======== Trecho para leitura ========
Paz seja convosco, em primeiro e segundo lugar, apenas paz. Paz que invade o esconderijo, paz-pessoa, soprada no milagre da vida e da presença do divino que aponta para o futuro e para a missão, semear a paz, viver a paz e anunciar a paz. Só isso.


Natanael Gabriel da Silva

domingo, 19 de julho de 2015

O CRISTO NA TERRA

“Vós sois o corpo de Cristo e, individualmente, membros desse corpo.” – I Aos Coríntios 12.27

Refletir sobre a igreja como Corpo de Cristo não é novidade. Prega-se e ensina-se sobre isso, sempre na perspectiva de se colocar a igreja no céu. Só que pode ser outra coisa, o Cristo na terra, pois nada mais humano que o corpo, perdidamente humano e assumido como metáfora para falar de sincronismo, unidade, completude, dependência e amor. Coisas divinas e humanas. Corpo que sofre com a unidade perdida, dividido e sem rumo, não porque tenha que ser imposto autoritariamente uma direção, mas porque a vocação do corpo, que se dá a partir da terra e do mundo, é o amor. Deste modo fez-se a metáfora, corpo e chão, humanidade, sofrimento e vínculo do diferente que de tão diferente só o amor produz o encaixe. E foi assim que o escritor começou pelo corpo e terminou com o amor, porque o amor é o fim, o ponto final, o onde termina a caminhada, sustentação única, não tem correspondente, nem genérico feito fórmula a suprir comparativamente ou por aproximação o que lhe compete; o amor é único.
========
§ **Tarefas propostas**:
A. Qual passagem bíblica é citada como epígrafe no trecho sobre o Corpo de Cristo?
B. Resuma em duas frases o trecho sobre o Corpo de Cristo.
======== Material apresentado ========
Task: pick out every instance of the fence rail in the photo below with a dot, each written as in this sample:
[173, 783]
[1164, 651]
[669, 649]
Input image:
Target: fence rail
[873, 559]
========
======== Material apresentado ========
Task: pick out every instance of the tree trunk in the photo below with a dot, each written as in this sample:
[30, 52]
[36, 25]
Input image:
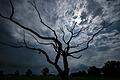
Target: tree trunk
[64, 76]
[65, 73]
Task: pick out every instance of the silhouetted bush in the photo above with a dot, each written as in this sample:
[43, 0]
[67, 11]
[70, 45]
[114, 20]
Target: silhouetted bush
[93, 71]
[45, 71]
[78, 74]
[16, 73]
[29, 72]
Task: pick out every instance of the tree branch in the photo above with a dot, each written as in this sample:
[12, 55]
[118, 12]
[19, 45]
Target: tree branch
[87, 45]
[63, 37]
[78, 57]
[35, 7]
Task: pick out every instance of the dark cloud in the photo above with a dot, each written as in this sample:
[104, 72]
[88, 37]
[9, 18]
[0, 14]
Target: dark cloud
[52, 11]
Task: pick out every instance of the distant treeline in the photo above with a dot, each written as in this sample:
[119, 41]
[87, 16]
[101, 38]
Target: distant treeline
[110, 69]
========
§ **Respostas do exercício**:
A. I Aos Coríntios 12.27.

B. O trecho propõe ver a igreja como Corpo de Cristo não na perspectiva de colocá-la no céu, mas como o Cristo na terra, pois o corpo é algo profundamente humano e serve de metáfora para unidade, completude, dependência e amor. Afirma que a vocação desse corpo é o amor, com o qual o escritor terminou sua reflexão, por ser o fim da caminhada e algo único.